### What you will do
Reproduce the data below verbatim, from the first line to the last.

(Excerpts from a detection dataset)
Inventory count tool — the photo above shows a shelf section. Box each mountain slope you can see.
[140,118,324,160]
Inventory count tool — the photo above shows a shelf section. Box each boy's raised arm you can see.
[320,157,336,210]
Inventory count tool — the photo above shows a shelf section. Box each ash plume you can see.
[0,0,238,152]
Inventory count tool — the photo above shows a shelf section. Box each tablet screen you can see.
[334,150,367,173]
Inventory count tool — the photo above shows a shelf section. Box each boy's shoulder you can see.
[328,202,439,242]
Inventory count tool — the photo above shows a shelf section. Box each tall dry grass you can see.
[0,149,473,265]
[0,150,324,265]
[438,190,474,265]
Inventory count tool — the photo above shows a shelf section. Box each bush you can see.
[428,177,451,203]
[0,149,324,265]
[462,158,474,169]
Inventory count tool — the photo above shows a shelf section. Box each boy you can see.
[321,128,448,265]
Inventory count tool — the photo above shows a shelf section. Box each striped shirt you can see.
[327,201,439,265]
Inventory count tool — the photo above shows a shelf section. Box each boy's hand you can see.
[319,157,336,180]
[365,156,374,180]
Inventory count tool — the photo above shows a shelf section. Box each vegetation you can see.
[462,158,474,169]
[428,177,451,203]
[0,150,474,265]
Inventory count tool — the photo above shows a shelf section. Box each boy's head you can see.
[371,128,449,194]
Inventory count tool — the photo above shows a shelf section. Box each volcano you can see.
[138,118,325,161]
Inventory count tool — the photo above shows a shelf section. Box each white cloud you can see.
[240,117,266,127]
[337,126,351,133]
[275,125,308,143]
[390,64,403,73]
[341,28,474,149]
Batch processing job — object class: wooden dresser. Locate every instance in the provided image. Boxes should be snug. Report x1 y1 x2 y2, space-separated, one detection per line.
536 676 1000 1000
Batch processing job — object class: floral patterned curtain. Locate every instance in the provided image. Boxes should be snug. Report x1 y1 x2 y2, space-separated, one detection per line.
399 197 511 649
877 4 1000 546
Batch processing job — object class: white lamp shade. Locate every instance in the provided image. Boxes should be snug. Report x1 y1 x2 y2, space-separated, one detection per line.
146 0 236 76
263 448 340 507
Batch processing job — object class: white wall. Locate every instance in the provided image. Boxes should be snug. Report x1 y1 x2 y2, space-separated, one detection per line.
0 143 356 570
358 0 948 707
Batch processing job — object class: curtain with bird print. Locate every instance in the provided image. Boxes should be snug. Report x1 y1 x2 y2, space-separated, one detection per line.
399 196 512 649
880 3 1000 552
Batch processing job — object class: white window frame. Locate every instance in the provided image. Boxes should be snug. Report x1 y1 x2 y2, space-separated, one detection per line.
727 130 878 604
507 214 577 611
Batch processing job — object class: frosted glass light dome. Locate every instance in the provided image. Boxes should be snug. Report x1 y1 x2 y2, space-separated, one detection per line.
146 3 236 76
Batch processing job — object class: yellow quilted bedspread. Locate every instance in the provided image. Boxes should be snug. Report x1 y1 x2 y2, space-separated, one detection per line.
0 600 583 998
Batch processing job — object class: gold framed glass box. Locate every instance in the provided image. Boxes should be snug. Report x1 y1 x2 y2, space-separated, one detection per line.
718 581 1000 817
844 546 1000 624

### The answer
Inventory count tool — the photo above shows a shelf section. Box each mountain slope you can see.
[140,118,324,160]
Inventory count tool — the photo above shows a shelf section. Box each boy's raised arm you can see.
[320,157,336,210]
Inventory count tool — the photo above shows a shelf section. Box each ash plume you can see.
[0,0,238,152]
Inventory count tool — the photo above shows a shelf section. Box each tablet screen you can see.
[334,150,367,173]
Inventory count tool — the photo above shows a shelf section. Box each boy's shoulder you can see.
[328,202,439,242]
Inventory count tool — the photo above shows a shelf section. Box each tall dry grass you can see.
[0,149,473,265]
[0,150,324,265]
[438,190,474,265]
Inventory count tool — the photo above shows a shelf section. Box each bush you can see.
[428,177,451,203]
[0,149,324,265]
[462,158,474,169]
Inventory count tool — the photo above shows a shelf section. Box each boy you can see.
[321,128,448,265]
Inventory count tool — the photo above shows a shelf section. Box each striped shirt you can see.
[327,201,439,265]
Inventory count tool — the photo above shows a shelf section. Box each boy's hand you can see.
[319,157,336,180]
[365,156,374,180]
Inventory count tool — the photo above shows a shelf section. Box each vegetation you can see.
[462,158,474,169]
[428,177,451,203]
[0,150,474,265]
Inventory count tool — the photo above shows a shelf section. Box each boy's head you can see.
[371,128,449,194]
Inventory count tool — the photo above shows a shelf section. Box each volcano you can see.
[138,118,325,161]
Inventory count tool — the photo above shows a shelf section. Box each white cloud you can see.
[240,117,266,127]
[337,126,351,133]
[275,125,308,143]
[390,64,403,73]
[341,28,474,149]
Batch processing job — object class: wooden dresser. Locate every instance in the provided image. Boxes should be snug. Report x1 y1 x2 y2, space-separated, one detection per line.
536 676 1000 1000
Batch processing job — object class: floral patterned curtain. Locate every instance in the provided image. Boxes should be snug. Report x1 y1 x2 y2, space-separated, one detection per line.
399 197 511 649
877 4 1000 546
Batch processing job — object class: white lamp shade. Locate every instance in the provided image. Boxes should be snug. Report x1 y1 x2 y2, space-separated, one detection per line.
146 0 236 76
263 448 340 507
Batch processing job — object class: white wall. Locate every instance in the provided image. Boxes should be snug. Report x1 y1 x2 y2, space-separated, one detection per line.
0 143 356 570
358 0 948 707
Batch processing job — object class: curtain with bird print. Locate every instance in the provided image. Boxes should be snug. Report x1 y1 x2 y2, space-separated, one detection per line.
399 196 512 649
880 3 1000 552
Batch processing job — object class: white window frame. Locate every instance in the provided image. Boxes should be snug. Report x1 y1 x2 y2, space-separated, one detection per line.
727 130 878 604
507 214 577 611
Batch processing job — object class: frosted glass light dome. Locate every instance in the provided image. Boxes should be snug. Report x1 y1 x2 y2, space-separated, one detection per line.
146 3 236 76
Batch processing job — object class: yellow quilted bedspread. Locate every instance in the provided image. Boxes should be snug. Report x1 y1 x2 y2, space-separated, one detection per line.
0 600 583 998
Batch processing job — object class: gold framed glass box. Locate every instance in the provided image. Boxes should be snug. Report x1 y1 x2 y2, space-separated, one detection per line.
718 581 1000 817
844 546 1000 624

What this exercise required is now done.